PROBLEM TO WORK ON – Restate the entries word for word, omitting nothing.

------ ENTRIES PROVIDED ------

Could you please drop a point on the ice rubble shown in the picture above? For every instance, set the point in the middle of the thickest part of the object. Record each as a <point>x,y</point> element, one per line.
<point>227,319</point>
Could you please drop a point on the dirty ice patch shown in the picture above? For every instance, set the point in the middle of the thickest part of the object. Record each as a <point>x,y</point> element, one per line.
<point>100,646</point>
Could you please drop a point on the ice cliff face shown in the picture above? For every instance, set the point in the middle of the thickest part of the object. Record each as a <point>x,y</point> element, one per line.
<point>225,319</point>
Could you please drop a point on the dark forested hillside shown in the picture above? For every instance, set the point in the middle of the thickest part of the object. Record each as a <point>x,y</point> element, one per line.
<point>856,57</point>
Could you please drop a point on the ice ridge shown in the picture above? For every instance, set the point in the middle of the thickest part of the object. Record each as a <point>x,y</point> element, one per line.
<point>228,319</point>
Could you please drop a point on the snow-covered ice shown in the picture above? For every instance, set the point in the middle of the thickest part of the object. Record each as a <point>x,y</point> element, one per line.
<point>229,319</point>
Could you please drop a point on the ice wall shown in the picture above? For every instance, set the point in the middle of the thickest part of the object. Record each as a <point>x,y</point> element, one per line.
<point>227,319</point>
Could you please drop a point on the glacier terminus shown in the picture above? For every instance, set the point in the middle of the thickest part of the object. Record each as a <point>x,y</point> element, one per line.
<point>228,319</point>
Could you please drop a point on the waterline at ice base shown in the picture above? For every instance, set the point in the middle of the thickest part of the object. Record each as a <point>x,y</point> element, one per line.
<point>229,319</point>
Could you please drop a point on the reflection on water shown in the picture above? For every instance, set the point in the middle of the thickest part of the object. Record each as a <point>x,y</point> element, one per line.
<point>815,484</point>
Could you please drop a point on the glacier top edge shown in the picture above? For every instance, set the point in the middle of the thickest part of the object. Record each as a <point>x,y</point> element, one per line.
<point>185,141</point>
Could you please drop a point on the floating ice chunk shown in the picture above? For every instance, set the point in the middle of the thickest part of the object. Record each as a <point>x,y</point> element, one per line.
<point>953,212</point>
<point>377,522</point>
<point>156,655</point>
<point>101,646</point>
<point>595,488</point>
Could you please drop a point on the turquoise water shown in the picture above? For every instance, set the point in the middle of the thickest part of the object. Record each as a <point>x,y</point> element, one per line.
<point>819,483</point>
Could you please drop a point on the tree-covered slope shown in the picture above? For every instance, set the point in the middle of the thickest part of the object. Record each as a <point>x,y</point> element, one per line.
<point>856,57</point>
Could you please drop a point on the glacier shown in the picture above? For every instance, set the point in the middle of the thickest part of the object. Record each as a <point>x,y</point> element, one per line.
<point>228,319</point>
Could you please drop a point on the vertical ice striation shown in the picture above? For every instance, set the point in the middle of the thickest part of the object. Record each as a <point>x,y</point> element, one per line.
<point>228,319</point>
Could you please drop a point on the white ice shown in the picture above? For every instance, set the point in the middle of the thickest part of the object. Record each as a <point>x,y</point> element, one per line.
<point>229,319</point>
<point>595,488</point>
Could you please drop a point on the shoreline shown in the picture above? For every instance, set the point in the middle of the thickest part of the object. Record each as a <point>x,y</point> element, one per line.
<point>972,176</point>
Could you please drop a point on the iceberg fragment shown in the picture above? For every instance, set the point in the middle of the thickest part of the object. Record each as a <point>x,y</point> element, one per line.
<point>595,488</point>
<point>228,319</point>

------

IN RESPONSE –
Could you please drop a point on the ice rubble shown in the picture above? For every instance, set the point in the middle of the thickest part of the object. Record each as a <point>x,y</point> element, one per line.
<point>227,319</point>
Could you please drop a point on the dirty ice patch shown in the picture above? For every instance, set the point in the middle of the thickest part of the object. Record each as a <point>x,y</point> element, one per line.
<point>100,646</point>
Could you please drop a point on the ice cliff face shown in the picture above? For every instance, set the point in the middle of the thickest part of the object. Record each as a <point>x,y</point> element, one per line.
<point>225,319</point>
Could you please drop a point on the dark forested hillside shown in the picture above? For every instance, set the point in the middle of the thickest part of the object. Record each as a <point>x,y</point> element, one per line.
<point>856,57</point>
Could you please drop a point on the ice ridge shown in the picture above? For every instance, set the point in the middle of the thickest part of the object. Record each as a <point>x,y</point> element, one per line.
<point>228,319</point>
Could you please drop a point on the snow-covered ice shown in the picture above? For every instance, set the point in the middle of the thickest part of the object. Record each as a <point>x,y</point> element, one per line.
<point>229,319</point>
Could you please drop a point on the ice wall shown in the picture above? For every instance, set the point in the middle of the thickest part of the object. Record each as a <point>x,y</point> element, one per line.
<point>227,319</point>
Could you please drop a point on the glacier terminus shown in the picture above? For every instance, set the point in the middle of the thickest part of the object. Record each as a <point>x,y</point> element, one per line.
<point>228,319</point>
Could you please drop a point on the waterline at ice base shown in the picture above? For every instance, set the point in the middle of the thickest part of the object. Record each as a <point>x,y</point> element, one per line.
<point>229,319</point>
Could you please drop a point on the reflection on water shown in the picture above? For every instance, set the point in the middle of the thickest part of the object. Record each as a <point>x,y</point> element, one per line.
<point>815,484</point>
Could you please drop a point on the glacier top edge shown in the picture above? For every instance, set the point in the middle of the thickest part of the object. Record each as a <point>x,y</point> element, one per line.
<point>185,141</point>
Could you please drop a point on the floating ice chunk shown in the picture above? For every instance, set the point in the middle of the thickest part of the object. Record each as a <point>x,y</point> element, one per line.
<point>953,212</point>
<point>377,522</point>
<point>156,655</point>
<point>101,646</point>
<point>595,488</point>
Could you please drop a point on the turquoise water shown in the picture above? For every instance, set the point in the middle of the thickest part of the object. Record each as a <point>x,y</point> element, one per line.
<point>819,483</point>
Could you please drop a point on the tree-covered slope shown in the picture above? For every instance, set the point in the middle of the thickest part of the object. Record each as a <point>x,y</point> element, one per line.
<point>856,57</point>
Could you please drop a point on the glacier shown in the picture above? For every instance, set the point in the middle of the thickest part of the object. Record each as a <point>x,y</point> element, one per line.
<point>228,319</point>
Could you please drop a point on the vertical ice striation shown in the picture above? For every instance, set the point in the middle of the thickest part of the object. Record each as a <point>x,y</point> element, one per line.
<point>228,319</point>
Could you please drop a point on the white ice shown in the picture above? For every instance, set the point in the middle of the thickest part of the object. Record each as a <point>x,y</point> element, one per line.
<point>229,319</point>
<point>595,488</point>
Could you please drop a point on the shoreline shown in the picture above? For every instance, set the point in the middle of the thickest part of the object. Record each as a <point>x,y</point> element, one per line.
<point>972,176</point>
Could you please drop a point on the iceberg fragment shown in the picture above? For every instance, set the point in the middle of the thickest part of the object. Record each as a <point>x,y</point> element, one per line.
<point>595,488</point>
<point>228,319</point>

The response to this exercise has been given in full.